# Kann ein NS auch der eigentliche Server sein?



## exitboy (22. Oktober 2007)

Hallo,

ich habe eine Server W3K mit Apache, auf dem ich gerne zugleich einen Nameserver machen wuerde wollen. 

Ich weiss das dies nicht unbedingt zu empfehlen ist wg. der Ausfallrate, dennoch stelle ich mir folgende Fragen:

1. Kann ich einen Webserver zugleich als NS(Nameserver) laufen lassen?
2. Kann dieser auch zugleich bei der Denic als NS1 und NS2 laufen, oder reicht einer als Pflichtangabe.

3. Kann ich die TECH und ZONE C nur Aendern, wenn ich einen eigenen NS betreibe?
4. Was passiert mit den Domains, wenn der NS mal nicht erreichbar sein sollte. Habe von meinen Domaindealer gehoert, dass die Domains dann die registrierung verlieren.

Stimmt das wirklich? Weil dann koennten ja meine potenziellen Kunden Ersatzansprueche wg. einem moeglichen Verlust der Domain gegen mich geltend machen wollen?

Einträge aus einem Pointing-Datensatz –
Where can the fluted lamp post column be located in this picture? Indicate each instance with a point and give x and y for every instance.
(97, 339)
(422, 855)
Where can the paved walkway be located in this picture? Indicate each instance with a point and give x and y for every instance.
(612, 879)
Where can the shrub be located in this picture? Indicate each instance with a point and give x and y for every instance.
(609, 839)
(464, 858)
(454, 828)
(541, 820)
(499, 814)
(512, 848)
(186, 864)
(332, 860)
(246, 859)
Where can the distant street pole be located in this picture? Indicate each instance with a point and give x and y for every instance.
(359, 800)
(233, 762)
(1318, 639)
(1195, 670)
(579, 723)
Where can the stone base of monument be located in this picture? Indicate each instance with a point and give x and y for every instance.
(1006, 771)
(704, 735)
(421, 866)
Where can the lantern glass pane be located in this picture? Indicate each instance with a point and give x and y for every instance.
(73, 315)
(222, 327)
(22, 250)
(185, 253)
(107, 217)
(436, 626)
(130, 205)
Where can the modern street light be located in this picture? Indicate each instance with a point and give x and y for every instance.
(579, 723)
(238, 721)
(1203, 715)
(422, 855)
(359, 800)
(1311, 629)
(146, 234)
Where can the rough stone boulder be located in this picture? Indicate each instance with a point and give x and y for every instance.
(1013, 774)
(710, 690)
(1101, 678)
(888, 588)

Aufgabe – Führe den Forenthread zur Frage, ob ein Webserver zugleich als Nameserver dienen kann, im Anschluss an seinen letzten Satz weiter.

Lösung –
5. Wie realisiere ich einen NS am Besten?


----------



## Dr Dau (27. Oktober 2007)

Hallo!

Viel kann ich Dir nicht sagen.....
Zu 1: sollte theoretisch machbar sein, dann würde ich aber den sekundären NS (NS2) auf dem Webserver laufen lassen.
Zu 2: wenn ich mich recht erinnere, sind 2 NS das Minimum.
Ich meine auch dass jeder NS eine eigenständige Internetanbindung haben muss (Ausfallsicherheit).

Eine USV, am besten in Verbindung mit einem Notstromaggregat, sollte auch nicht fehlen..... zumindest dann wenn die NS am gleichen Standort stehen (bei uns hat vor nicht als zu langer Zeit ein Bagger ein Hauptstromkabel gekappt, da stand die ganze Siedlung für mehrere Stunden im dunkeln  ).

Kleinere Betreiber tun sich oft mit anderen Betreibern aus Kostengründen zusammen (alternativer Standort für den/die "Ersatz"-NS (NS2, NS3, NS4 usw.)).

Gruss Dr Dau


----------



## exitboy (27. Oktober 2007)

hehe, genau wg. den zwei Nameservern war ich mir unsicher. Meines Erachtens nach, muessen ganz klar, einmal der Server und ein externer Nameserver (koennen ueber eine Leitung laufen, waere jedoch nicht besonders clever) vorhanden sein. Danke Dir erstmal. Reicht mir schon diese Bestaetigung, als Antwort.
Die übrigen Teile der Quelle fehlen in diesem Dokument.